===== Kutipan Teks
Pesta
Santa Perawan Maria Mengunjungi Elisabet
Bacaan
Ekaristi : Zef. 3:14-18a; Yes. 12:2-3,4-bcd,5-6; Luk. 1:46-53.
Bacaan
Injil (Luk 1:46-53) yang baru saja kita dengar menarik kita ke dalam perjumpaan
antara dua perempuan yang berpelukan, dipenuhi dengan sukacita dan pujian. Sang
anak melompat kegirangan dalam rahim Elisabet dan ia menyatakan sanaknya
berbahagia karena imannya. Maria melambungkan kidung puji-pujian tentang
perbuatan-perbuatan besar yang telah diperbuat Tuhan terhadap hamba-Nya yang
rendah hati; kidung puji-pujiannya adalah kidung pengharapan yang besar bagi
mereka yang tidak dapat lagi bernyanyi karena mereka kehilangan suara mereka.
Kidung pengharapan itu juga dimaksudkan untuk membangunkan kita hari ini, dan
membuat kita menggabungkan suara kita kepadanya. Dari hal ini ada tiga unsur
yang berharga yang dapat kita renungkan di dalam diri para murid yang pertama :
Maria melakukan perjalanan, Maria mengalami perjumpaan, Maria bergembira.
Maria
melakukan perjalanan ... dari Nazaret ke rumah Zakharia dan Elisabet. Ini
adalah perjalanan pertama Maria, sebagaimana terkait dengan Kitab Suci.
Perjalanan pertama dari banyak perjalanan. Ia akan melakukan perjalanan dari
Galilea ke Betlehem, tempat Yesus akan dilahirkan; ia akan pergi ke Mesir untuk
menyelamatkan Anaknya dari Herodes; setiap tahun ia akan pergi ke Yerusalem
untuk merayakan Paskah (bdk. Luk 2:41), dan akhirnya ia akan mengikuti Yesus ke
Kalvari. Seluruh perjalanan ini memiliki satu kesamaan : seluruhnya tidak
pernah mudah; seluruhnya selalu membutuhkan keberanian dan kesabaran.
Seluruhnya mengatakan kepada kita bahwa Bunda Maria tahu apa artinya berjalan
menanjak, ia tahu apa artinya kita berjalan menanjak, dan ia adalah saudari
kita di setiap langkah perjalanan. Ia tahu apa rasanya lelah berjalan dan ia
bisa menatang kita di tengah-tengah kesulitan-kesulitan kita, dalam berbagai
tikungan dan putaran yang paling berbahaya dalam perjalanan hidup kita.
==========
===== Catatan yang Diberikan
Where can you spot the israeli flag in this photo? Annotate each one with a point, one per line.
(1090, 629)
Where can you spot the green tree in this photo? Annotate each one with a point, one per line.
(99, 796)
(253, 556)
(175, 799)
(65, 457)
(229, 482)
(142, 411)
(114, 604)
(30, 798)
==========
[Ketentuan Tugas]
(1) Dalam kutipan tentang Maria mengunjungi Elisabet, apa tiga unsur yang disebut dapat kita renungkan di dalam diri para murid yang pertama?
(2) Tolong laporkan setiap baris dalam catatan yang memuat kata "each".

[Daftar Jawaban]
(1) Maria melakukan perjalanan, Maria mengalami perjumpaan, dan Maria bergembira.

(2)
Where can you spot the israeli flag in this photo? Annotate each one with a point, one per line.
Where can you spot the green tree in this photo? Annotate each one with a point, one per line.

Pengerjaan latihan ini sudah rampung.